(Data section)
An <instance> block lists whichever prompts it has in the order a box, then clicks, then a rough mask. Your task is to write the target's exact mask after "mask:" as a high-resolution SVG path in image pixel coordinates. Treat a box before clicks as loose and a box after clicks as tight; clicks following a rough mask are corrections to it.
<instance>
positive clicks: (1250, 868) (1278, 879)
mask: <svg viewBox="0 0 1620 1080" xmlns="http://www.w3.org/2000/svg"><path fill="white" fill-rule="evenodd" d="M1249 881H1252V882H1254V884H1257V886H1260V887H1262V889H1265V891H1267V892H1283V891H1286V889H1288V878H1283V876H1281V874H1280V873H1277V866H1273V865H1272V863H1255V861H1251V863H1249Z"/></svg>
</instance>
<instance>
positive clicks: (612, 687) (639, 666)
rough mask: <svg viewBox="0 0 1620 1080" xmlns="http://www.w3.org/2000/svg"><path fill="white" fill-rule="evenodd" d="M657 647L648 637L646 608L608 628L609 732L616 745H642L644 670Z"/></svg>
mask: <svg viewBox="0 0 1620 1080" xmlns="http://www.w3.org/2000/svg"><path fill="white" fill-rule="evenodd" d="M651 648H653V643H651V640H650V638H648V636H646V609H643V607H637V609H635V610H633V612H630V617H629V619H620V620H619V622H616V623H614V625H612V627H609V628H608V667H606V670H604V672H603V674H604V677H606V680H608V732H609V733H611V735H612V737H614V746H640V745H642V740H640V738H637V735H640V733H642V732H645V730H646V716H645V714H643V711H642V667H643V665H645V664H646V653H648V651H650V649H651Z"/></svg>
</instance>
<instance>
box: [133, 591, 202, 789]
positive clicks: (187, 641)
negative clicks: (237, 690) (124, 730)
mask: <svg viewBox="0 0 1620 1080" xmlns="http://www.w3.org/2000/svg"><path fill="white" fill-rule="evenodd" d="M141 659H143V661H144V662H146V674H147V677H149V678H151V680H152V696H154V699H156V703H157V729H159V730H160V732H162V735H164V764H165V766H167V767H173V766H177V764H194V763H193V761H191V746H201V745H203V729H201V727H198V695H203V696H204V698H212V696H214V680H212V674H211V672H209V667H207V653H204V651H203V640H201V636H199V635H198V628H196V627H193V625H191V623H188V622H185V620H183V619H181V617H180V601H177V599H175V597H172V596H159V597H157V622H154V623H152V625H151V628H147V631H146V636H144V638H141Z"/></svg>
(End Data section)
Word for word, write out every entry shown above.

An <instance> block lists whichever prompts it has in the order a box, then clicks, then a rough mask. Your task is to write the target's exact mask after "mask:" as a high-resolution SVG path in image pixel coordinates. Treat a box before clicks as loose and a box after clicks as tight; clicks following a rough mask are corrections to it.
<instance>
positive clicks: (1250, 868) (1278, 879)
mask: <svg viewBox="0 0 1620 1080" xmlns="http://www.w3.org/2000/svg"><path fill="white" fill-rule="evenodd" d="M1249 881H1252V882H1254V884H1257V886H1260V887H1262V889H1265V891H1267V892H1283V891H1286V889H1288V878H1283V876H1281V874H1280V873H1277V866H1273V865H1272V863H1255V861H1251V863H1249Z"/></svg>
</instance>
<instance>
positive clicks: (612, 687) (639, 666)
rough mask: <svg viewBox="0 0 1620 1080" xmlns="http://www.w3.org/2000/svg"><path fill="white" fill-rule="evenodd" d="M657 647L648 637L646 608L608 628L609 732L616 745H642L644 670Z"/></svg>
mask: <svg viewBox="0 0 1620 1080" xmlns="http://www.w3.org/2000/svg"><path fill="white" fill-rule="evenodd" d="M651 648H653V643H651V640H650V638H648V636H646V609H643V607H637V609H635V610H633V612H630V617H629V619H620V620H619V622H616V623H614V625H612V627H609V628H608V667H606V670H604V672H603V674H604V677H606V680H608V732H609V733H611V735H612V737H614V746H640V745H642V740H640V738H637V735H640V733H642V732H645V730H646V716H645V714H643V711H642V667H643V665H645V664H646V653H648V651H650V649H651Z"/></svg>
</instance>
<instance>
box: [133, 591, 202, 789]
positive clicks: (187, 641)
negative clicks: (237, 690) (124, 730)
mask: <svg viewBox="0 0 1620 1080" xmlns="http://www.w3.org/2000/svg"><path fill="white" fill-rule="evenodd" d="M141 659H143V661H144V662H146V674H147V677H149V678H151V680H152V696H154V699H156V703H157V729H159V730H160V732H162V735H164V764H165V766H167V767H173V766H177V764H194V763H193V761H191V746H201V745H203V729H201V727H198V695H203V696H204V698H212V696H214V680H212V674H211V672H209V667H207V653H204V651H203V640H201V636H199V635H198V628H196V627H193V625H191V623H188V622H185V620H183V619H181V617H180V601H177V599H175V597H172V596H159V597H157V622H154V623H152V625H151V628H147V631H146V636H144V638H141Z"/></svg>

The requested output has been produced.